ASSIGNED TASK
From the material below, copy every line in which the word "form" occurs.

DATA IN THIS EXERCISE
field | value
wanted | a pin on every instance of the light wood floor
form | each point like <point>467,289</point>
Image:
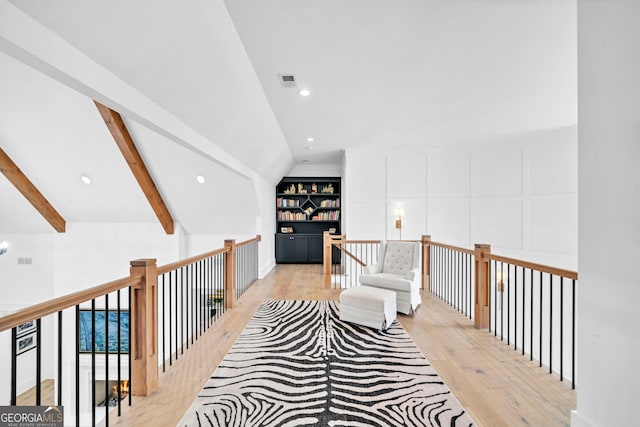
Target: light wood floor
<point>496,385</point>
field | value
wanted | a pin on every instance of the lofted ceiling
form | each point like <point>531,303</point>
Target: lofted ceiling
<point>197,83</point>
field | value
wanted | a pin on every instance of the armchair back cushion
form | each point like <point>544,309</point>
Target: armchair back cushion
<point>400,257</point>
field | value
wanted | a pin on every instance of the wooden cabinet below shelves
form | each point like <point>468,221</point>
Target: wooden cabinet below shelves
<point>301,249</point>
<point>305,208</point>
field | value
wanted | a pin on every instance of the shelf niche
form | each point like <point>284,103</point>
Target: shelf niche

ANSWER TO THIS TASK
form | each point like <point>467,289</point>
form | each point like <point>531,303</point>
form | each point like <point>544,309</point>
form | each point like <point>468,221</point>
form | each point like <point>284,103</point>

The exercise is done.